# WHAT YOU HAVE TO DO:
Tally up the lines below that contain the word "clicks" and give the total alone.

━━━

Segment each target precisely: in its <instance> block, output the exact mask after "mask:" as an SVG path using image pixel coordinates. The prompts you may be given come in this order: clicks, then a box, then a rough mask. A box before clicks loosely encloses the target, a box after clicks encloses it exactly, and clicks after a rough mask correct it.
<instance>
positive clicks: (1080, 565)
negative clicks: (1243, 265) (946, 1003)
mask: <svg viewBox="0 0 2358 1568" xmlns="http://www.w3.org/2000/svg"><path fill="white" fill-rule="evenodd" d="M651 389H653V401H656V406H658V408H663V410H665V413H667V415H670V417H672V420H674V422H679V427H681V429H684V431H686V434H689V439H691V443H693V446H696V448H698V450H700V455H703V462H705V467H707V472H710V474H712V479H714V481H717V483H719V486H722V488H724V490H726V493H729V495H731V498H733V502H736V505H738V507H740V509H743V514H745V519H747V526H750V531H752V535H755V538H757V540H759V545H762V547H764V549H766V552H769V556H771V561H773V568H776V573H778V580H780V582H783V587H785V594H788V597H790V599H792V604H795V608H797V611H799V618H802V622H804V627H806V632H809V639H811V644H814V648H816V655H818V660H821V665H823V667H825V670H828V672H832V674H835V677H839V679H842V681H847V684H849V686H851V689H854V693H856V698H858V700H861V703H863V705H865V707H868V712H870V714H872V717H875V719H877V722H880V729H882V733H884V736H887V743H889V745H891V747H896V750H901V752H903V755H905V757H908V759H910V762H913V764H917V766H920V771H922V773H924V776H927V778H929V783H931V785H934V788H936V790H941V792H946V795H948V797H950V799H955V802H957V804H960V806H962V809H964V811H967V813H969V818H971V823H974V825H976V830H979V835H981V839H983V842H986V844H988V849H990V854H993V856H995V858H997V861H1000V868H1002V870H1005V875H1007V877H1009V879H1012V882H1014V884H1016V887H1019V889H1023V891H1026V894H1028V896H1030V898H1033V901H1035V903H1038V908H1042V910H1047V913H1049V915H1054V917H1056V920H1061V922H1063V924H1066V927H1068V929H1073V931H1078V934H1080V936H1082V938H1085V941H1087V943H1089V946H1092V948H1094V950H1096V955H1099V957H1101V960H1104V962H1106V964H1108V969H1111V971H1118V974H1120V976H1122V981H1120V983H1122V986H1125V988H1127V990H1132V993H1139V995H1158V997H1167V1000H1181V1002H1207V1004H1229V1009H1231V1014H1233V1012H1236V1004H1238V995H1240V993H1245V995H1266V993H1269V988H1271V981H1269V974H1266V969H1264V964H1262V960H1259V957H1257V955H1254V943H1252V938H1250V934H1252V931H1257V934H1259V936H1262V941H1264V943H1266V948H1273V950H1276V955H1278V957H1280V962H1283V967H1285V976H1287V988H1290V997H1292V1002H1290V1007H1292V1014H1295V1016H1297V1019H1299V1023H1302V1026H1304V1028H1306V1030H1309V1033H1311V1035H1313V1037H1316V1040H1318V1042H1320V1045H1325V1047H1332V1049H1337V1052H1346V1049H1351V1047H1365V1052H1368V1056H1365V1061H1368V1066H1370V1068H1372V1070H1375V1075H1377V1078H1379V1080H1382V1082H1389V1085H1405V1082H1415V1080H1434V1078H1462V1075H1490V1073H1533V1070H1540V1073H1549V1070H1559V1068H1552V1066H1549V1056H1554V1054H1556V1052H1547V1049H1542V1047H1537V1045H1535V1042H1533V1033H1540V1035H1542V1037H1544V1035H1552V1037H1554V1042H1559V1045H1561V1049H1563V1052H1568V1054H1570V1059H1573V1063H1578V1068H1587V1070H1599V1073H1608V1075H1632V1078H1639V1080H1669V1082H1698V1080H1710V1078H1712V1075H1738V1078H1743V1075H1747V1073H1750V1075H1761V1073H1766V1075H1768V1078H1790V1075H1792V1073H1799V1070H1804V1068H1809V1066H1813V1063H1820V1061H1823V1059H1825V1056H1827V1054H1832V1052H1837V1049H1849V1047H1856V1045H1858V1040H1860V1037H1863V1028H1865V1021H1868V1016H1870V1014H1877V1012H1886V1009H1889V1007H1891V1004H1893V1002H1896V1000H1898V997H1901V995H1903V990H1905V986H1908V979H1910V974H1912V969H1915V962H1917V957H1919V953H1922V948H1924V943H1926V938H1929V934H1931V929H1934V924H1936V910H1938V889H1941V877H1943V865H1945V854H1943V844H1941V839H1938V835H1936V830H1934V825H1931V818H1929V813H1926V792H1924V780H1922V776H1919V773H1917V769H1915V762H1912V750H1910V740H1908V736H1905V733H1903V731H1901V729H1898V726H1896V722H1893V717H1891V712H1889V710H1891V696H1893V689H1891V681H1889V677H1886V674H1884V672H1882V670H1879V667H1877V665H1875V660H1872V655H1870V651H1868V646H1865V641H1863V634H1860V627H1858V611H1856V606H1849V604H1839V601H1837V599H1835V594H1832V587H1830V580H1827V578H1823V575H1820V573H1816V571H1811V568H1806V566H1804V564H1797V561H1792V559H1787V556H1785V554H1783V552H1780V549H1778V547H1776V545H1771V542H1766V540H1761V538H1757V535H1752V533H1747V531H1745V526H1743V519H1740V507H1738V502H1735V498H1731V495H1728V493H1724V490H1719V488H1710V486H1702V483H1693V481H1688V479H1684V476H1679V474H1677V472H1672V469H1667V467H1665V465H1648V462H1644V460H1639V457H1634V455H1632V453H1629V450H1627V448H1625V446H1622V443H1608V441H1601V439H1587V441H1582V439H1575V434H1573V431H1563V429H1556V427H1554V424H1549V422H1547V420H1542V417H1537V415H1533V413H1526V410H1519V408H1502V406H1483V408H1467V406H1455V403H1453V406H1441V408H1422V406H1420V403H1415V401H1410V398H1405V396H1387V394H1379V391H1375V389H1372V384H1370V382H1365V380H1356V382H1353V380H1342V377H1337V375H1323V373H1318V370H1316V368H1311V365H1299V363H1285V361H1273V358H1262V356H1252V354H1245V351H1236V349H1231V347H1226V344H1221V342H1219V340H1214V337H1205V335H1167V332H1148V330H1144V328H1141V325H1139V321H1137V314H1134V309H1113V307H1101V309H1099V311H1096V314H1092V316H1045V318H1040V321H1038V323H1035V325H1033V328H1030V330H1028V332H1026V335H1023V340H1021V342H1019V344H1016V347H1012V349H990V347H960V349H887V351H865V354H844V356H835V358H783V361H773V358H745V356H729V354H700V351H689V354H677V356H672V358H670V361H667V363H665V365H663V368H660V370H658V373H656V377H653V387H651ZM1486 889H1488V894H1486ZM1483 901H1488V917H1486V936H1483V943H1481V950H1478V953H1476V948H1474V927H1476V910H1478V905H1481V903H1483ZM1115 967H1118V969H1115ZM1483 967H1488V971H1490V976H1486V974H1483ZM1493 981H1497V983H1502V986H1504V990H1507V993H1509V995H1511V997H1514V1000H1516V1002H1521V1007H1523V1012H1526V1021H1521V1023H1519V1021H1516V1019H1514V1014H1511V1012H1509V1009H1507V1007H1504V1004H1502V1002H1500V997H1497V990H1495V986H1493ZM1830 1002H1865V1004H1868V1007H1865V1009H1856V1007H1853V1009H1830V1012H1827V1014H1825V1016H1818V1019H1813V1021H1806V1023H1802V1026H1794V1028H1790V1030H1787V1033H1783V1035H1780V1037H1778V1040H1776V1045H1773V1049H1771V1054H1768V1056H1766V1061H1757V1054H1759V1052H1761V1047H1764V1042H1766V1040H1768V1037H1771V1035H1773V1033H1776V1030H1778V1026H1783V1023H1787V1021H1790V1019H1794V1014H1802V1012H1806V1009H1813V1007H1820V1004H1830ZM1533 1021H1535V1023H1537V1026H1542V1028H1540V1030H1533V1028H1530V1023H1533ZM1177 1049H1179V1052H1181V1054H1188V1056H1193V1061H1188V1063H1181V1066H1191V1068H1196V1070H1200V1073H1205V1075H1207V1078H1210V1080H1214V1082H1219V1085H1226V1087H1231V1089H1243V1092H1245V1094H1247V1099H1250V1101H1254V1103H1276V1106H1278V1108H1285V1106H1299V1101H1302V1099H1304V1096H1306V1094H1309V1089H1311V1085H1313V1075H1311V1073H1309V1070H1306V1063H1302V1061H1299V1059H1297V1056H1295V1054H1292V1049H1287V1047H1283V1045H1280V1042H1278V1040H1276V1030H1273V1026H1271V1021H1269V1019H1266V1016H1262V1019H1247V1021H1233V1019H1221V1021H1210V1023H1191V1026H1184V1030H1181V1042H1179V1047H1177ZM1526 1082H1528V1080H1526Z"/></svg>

━━━

# ANSWER TO THE PROBLEM:
3